STATED EXERCISE ▸
Identify the line with "the small twig"; copy word for word that line and every one after it, to the end of the listing. Exclude pictures.

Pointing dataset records
------

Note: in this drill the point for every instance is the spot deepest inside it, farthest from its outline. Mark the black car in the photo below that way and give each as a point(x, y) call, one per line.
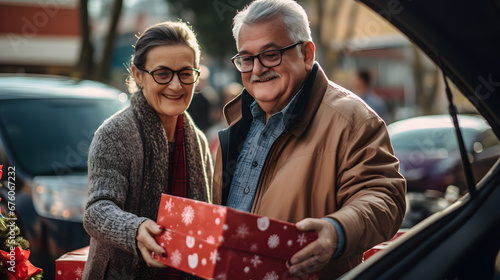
point(46, 126)
point(462, 241)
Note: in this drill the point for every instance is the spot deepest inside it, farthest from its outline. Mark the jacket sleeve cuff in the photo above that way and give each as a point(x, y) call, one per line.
point(340, 237)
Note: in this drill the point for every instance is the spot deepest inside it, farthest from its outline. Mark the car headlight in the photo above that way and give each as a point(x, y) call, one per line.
point(60, 197)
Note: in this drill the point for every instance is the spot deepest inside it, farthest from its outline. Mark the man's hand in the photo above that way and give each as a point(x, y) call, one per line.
point(147, 244)
point(318, 253)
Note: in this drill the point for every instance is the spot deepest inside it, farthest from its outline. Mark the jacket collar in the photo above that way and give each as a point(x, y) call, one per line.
point(309, 100)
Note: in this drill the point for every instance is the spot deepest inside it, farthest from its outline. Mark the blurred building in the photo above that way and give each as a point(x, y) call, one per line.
point(39, 36)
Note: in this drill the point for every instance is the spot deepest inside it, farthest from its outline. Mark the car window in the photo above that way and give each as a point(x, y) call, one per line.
point(489, 139)
point(431, 138)
point(52, 136)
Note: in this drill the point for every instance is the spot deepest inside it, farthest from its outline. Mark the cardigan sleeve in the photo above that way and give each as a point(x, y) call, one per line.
point(109, 170)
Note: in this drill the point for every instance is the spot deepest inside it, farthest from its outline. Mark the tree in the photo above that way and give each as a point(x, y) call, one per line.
point(212, 21)
point(329, 39)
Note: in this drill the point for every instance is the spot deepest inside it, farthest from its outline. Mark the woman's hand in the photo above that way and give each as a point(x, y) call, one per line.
point(147, 244)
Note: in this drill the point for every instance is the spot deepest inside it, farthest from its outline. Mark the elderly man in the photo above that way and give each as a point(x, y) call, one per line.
point(303, 149)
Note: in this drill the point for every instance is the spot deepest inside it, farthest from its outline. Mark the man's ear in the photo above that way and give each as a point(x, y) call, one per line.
point(138, 75)
point(308, 54)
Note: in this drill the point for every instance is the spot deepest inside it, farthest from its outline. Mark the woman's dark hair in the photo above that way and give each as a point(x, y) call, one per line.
point(166, 33)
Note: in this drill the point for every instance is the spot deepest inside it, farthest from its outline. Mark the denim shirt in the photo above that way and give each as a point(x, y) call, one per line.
point(258, 143)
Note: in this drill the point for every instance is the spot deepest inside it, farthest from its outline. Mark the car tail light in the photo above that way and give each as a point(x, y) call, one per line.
point(60, 197)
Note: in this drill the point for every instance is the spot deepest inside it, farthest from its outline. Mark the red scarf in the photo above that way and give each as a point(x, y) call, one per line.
point(177, 183)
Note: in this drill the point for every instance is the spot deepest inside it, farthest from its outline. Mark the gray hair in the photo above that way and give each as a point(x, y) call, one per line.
point(293, 15)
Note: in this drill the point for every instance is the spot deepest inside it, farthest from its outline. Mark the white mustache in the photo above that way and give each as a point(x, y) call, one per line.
point(265, 76)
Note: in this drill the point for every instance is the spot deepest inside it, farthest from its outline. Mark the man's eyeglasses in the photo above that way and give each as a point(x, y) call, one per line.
point(165, 75)
point(272, 58)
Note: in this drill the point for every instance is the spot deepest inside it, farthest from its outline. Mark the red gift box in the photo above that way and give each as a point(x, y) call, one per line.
point(70, 265)
point(212, 241)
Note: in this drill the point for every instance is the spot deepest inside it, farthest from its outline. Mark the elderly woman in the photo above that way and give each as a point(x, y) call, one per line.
point(149, 148)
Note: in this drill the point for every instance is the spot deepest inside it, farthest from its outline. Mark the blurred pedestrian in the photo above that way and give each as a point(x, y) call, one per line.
point(302, 149)
point(229, 92)
point(204, 100)
point(149, 148)
point(362, 86)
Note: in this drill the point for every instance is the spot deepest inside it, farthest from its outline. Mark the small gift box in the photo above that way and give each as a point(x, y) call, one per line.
point(70, 265)
point(212, 241)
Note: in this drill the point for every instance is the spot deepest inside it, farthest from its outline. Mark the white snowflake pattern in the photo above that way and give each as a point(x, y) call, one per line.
point(176, 257)
point(271, 276)
point(168, 205)
point(254, 247)
point(79, 272)
point(210, 239)
point(214, 256)
point(302, 239)
point(255, 260)
point(242, 231)
point(166, 236)
point(273, 241)
point(187, 215)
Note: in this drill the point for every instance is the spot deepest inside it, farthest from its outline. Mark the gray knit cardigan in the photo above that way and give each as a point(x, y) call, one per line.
point(116, 194)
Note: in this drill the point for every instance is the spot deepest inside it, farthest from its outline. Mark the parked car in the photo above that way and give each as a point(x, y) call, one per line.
point(46, 126)
point(428, 151)
point(462, 241)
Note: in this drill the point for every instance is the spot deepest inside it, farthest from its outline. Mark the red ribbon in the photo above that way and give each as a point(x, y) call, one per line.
point(17, 265)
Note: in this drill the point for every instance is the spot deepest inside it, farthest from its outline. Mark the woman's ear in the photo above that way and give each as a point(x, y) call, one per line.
point(138, 76)
point(308, 48)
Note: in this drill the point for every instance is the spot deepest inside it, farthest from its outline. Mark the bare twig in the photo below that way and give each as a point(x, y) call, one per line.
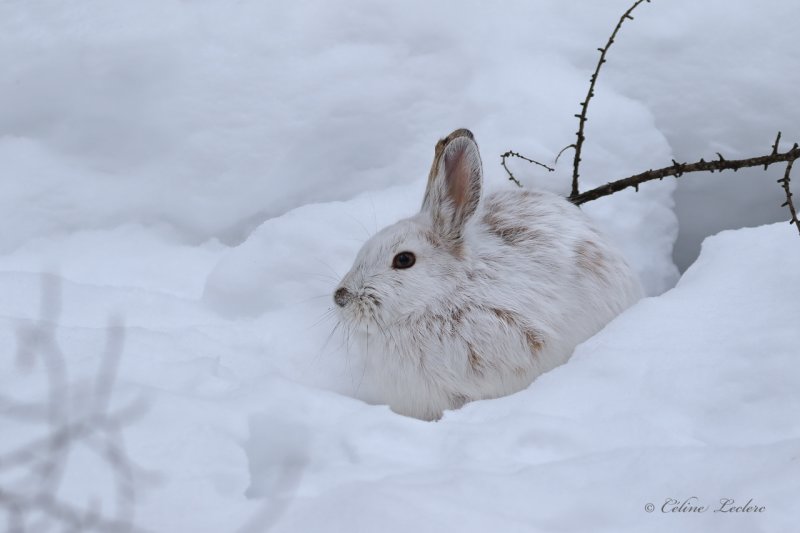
point(679, 169)
point(788, 203)
point(511, 153)
point(576, 161)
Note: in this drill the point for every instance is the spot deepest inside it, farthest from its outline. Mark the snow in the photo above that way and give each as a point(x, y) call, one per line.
point(207, 171)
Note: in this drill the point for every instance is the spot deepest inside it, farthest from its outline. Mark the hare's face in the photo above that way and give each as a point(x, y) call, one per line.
point(398, 272)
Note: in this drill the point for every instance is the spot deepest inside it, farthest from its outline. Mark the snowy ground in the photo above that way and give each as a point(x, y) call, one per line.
point(207, 172)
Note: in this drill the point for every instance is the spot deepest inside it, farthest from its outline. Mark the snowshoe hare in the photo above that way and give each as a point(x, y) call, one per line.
point(474, 298)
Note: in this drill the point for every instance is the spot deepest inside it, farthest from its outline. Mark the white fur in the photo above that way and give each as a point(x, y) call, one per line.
point(502, 290)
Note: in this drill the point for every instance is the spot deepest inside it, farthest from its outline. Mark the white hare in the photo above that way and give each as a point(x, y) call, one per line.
point(472, 299)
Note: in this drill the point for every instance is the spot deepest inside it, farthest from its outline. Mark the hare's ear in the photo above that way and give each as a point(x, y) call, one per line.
point(454, 185)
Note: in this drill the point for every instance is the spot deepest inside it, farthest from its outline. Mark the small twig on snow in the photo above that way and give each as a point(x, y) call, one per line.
point(576, 161)
point(511, 153)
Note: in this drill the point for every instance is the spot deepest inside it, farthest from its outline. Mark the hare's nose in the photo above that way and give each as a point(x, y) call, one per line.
point(342, 296)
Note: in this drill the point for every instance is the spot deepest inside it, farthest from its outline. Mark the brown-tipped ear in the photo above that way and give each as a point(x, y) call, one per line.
point(454, 186)
point(437, 157)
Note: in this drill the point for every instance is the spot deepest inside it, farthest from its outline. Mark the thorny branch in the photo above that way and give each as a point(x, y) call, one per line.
point(679, 169)
point(512, 153)
point(576, 161)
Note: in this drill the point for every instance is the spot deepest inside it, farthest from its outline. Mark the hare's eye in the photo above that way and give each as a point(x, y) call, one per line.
point(404, 260)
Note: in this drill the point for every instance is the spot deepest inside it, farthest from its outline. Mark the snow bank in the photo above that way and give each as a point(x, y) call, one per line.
point(201, 121)
point(207, 171)
point(694, 393)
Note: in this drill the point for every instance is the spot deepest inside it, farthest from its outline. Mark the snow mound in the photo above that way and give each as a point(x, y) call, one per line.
point(693, 393)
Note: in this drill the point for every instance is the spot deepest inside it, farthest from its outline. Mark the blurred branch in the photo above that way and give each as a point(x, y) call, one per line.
point(576, 161)
point(73, 415)
point(679, 169)
point(788, 203)
point(511, 153)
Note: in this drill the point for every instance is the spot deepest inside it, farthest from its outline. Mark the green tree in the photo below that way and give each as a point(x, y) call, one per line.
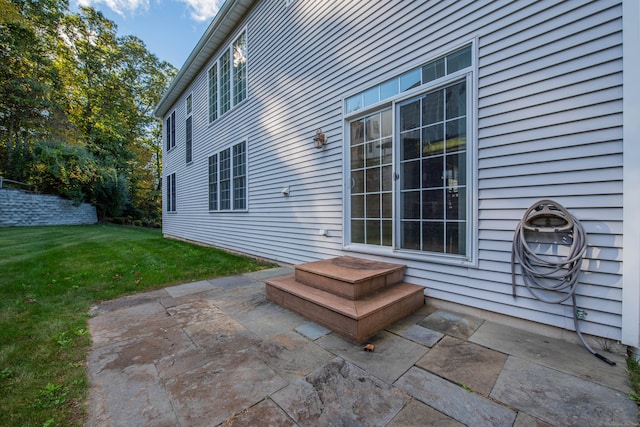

------

RESULT FOR THIS TASK ▸
Note: in this drill the point for every instance is the spot deepest inside it, farthest from its outline. Mark the small twig on snow in the photo above that way and give each as a point(x, y) call, one per line.
point(576, 161)
point(511, 153)
Note: in this drill the point for every instance is the spot deepest inside it, farthest from its outline. Mark the hare's nose in the photo above that way and give each as a point(x, y) call, one per line.
point(342, 296)
Note: in this drill the point for every instance is the spot deepest inside it, farthest from its outline. Mark the brown-tipped ear in the photo above that way and give each as a point(x, y) call, one per line.
point(454, 186)
point(437, 157)
Note: in this drill the point for every instance is the spot deepest inside it, farthest from its outline. Mark the thorny branch in the photo above that way and give each as a point(x, y) call, one per line.
point(679, 169)
point(512, 153)
point(576, 161)
Note: in this drill the point for every instance is the spot deepest inside it, farthest from its outline. Mark the hare's eye in the photo above that way and give each as a point(x, y) call, one per line.
point(404, 260)
Note: in this drill the point for every instance is the spot deepest inside it, farthest from its outline. Mark the snow bank in the photo above that way and give each as a point(x, y) call, one per line.
point(201, 121)
point(207, 171)
point(694, 393)
Note: in this drill the point for every instance is the spot deepest inside it, farthest from its outline. Mark the snow mound in the photo above that way and give each as a point(x, y) call, one per line.
point(693, 393)
Note: in this drill the point for every instance is the spot deepest inside it, farthest from its outline. Mark the blurred branch in the photo above that way and give each as a point(x, y) call, one per line.
point(576, 161)
point(73, 415)
point(679, 169)
point(788, 203)
point(511, 153)
Note: in this drill the point for every instance is the spot deepest inside it, farthest from its outline. Mark the green tree in the photo below that way and give each as a point(x, y) call, one per line.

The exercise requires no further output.